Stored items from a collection
»»

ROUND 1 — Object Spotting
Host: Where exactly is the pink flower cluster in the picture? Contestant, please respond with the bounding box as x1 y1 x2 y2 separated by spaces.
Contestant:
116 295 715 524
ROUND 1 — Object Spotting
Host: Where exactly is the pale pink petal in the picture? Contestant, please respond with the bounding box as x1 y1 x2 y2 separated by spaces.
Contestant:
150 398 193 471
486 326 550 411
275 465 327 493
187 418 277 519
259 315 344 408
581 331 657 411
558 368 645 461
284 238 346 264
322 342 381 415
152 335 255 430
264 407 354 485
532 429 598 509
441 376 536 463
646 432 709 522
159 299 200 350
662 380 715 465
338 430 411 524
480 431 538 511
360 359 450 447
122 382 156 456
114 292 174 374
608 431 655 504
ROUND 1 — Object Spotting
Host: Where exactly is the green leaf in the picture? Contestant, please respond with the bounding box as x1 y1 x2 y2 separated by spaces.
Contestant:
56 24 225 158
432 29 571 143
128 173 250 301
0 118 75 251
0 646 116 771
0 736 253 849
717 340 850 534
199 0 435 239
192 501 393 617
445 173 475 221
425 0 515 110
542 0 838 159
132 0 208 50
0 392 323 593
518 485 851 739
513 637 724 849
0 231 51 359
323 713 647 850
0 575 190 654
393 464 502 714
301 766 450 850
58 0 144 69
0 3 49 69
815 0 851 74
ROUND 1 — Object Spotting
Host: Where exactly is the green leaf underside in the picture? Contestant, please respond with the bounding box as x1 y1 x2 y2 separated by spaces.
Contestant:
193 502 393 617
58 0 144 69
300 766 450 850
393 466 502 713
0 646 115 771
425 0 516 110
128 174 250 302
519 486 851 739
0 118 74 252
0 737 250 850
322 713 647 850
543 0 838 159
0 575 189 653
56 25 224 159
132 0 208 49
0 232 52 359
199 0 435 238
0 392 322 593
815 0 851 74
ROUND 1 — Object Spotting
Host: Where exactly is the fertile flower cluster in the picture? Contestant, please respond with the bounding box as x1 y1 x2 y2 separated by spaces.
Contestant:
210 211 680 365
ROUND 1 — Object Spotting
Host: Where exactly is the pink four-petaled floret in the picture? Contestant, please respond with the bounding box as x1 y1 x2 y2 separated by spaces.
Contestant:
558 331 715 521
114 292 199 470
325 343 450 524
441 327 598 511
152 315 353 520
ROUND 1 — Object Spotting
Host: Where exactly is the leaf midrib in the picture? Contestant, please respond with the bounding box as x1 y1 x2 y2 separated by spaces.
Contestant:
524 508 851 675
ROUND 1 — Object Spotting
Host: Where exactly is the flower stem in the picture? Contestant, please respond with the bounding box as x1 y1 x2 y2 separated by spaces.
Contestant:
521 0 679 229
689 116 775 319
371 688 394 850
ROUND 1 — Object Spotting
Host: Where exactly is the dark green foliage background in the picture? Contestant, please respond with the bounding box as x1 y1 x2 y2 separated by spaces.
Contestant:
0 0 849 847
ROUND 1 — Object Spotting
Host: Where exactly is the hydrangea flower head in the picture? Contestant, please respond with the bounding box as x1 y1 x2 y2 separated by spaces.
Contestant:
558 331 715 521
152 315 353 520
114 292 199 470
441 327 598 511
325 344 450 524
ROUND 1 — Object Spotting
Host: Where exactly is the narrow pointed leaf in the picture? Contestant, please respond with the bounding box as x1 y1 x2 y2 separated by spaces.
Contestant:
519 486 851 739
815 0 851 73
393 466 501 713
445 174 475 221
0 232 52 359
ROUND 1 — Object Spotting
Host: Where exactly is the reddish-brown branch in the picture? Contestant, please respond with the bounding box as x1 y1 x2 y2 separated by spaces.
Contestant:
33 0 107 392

««

Please write out the records from above, keeping every line exact.

Your solution
ROUND 1 — Object Spotting
Host: Where exactly is the pink flower cluster in the picture? Contestant, please respond with the bounding box as x1 y1 x2 y2 separated by spaces.
Contestant:
116 295 715 524
ROUND 1 — Object Spotting
Host: Where exactly is the pale pink petal in the picture? Contestant, please respond with the bounding box as x1 y1 x2 y2 separated by spaces.
Contestant:
150 398 193 471
486 326 550 411
275 465 327 493
187 418 277 519
259 315 344 408
581 331 657 411
558 368 645 461
284 238 346 264
322 342 381 415
152 335 255 430
264 407 354 485
532 429 598 509
441 376 536 463
646 432 709 522
159 299 200 350
662 380 715 465
338 430 411 524
480 431 538 511
360 359 450 447
122 382 156 456
114 292 174 374
608 431 655 504
ROUND 1 — Object Spotting
Host: Where exactly is the green leaf in the picture? Contestant, please respond with the bounding box as x1 y1 x2 y2 separated by spaces.
Contestant:
56 24 225 158
432 29 571 143
128 173 250 301
0 118 75 251
0 646 116 771
0 736 253 849
717 340 850 534
199 0 435 239
192 501 393 617
445 173 475 221
425 0 515 110
542 0 838 159
132 0 208 50
0 392 323 593
518 485 851 739
513 637 724 849
0 231 51 359
323 713 647 850
0 575 190 654
393 464 502 714
301 766 450 850
58 0 144 69
0 3 49 69
815 0 851 74
ROUND 1 — Object Spotting
Host: Where exactly is the green leaf underside in the picture? Contestant, please respond with the bounding box as x1 y1 x2 y2 separated by spaces.
Contestant:
193 502 393 617
58 0 144 69
300 766 450 850
393 466 502 713
0 646 115 771
425 0 516 110
128 174 250 302
519 486 851 739
0 118 74 252
0 737 250 850
322 713 647 850
543 0 838 159
0 575 189 653
56 25 224 159
132 0 208 49
0 232 52 359
199 0 435 238
0 392 322 593
815 0 851 74
ROUND 1 — Object Spotting
Host: Where exactly is the fertile flower cluster in the picture? Contestant, please respond with the bounding box as x1 y1 x2 y2 separated by spaces.
Contestant:
210 211 680 365
ROUND 1 — Object Spotting
Host: Where exactly is the pink four-petaled floret in the picture? Contestant, please respond with the bounding box as x1 y1 x2 y2 separated by spaces.
Contestant:
558 331 715 521
114 292 199 470
325 343 450 524
441 327 598 511
152 315 353 520
ROUND 1 — Object Spotting
Host: Where exactly is the leaf midrib in the picture? Contestant, please respond with the bounding box as x1 y1 x2 y2 separated by spaces.
Contestant:
524 508 851 675
ROUND 1 — Object Spotting
Host: Where exactly is the flower stem in the picture? Contestant, please respond with the bounding box as x1 y1 x2 y2 separated by spaces.
Contestant:
521 0 679 229
689 116 775 319
371 688 394 850
ROUND 1 — Object Spotting
Host: Where exactly is the dark green foliage background in the picture? Contestant, please respond with the bounding box as x1 y1 x2 y2 separated by spaces.
Contestant:
0 0 849 847
ROUND 1 — Object Spotting
Host: Where exactly is the hydrangea flower head in the picture? Contestant, please respond with the bounding box as x1 y1 x2 y2 separated by spaces.
Contestant:
558 331 715 521
152 315 353 520
114 292 199 470
441 327 598 511
325 344 450 524
ROUND 1 — Object Spotting
Host: Where exactly is the narrow pointed leaf in the picture? Contestant, please respond with the bounding box as x1 y1 x2 y2 separated by spaces.
Contestant:
519 486 851 739
815 0 851 73
393 466 501 713
445 174 475 221
0 232 52 359
ROUND 1 — Object Spotting
Host: Where exactly is the reddish-brown branch in the picture? Contestant, please respond with the bounding box as x1 y1 x2 y2 separated by spaces.
Contestant:
33 0 107 392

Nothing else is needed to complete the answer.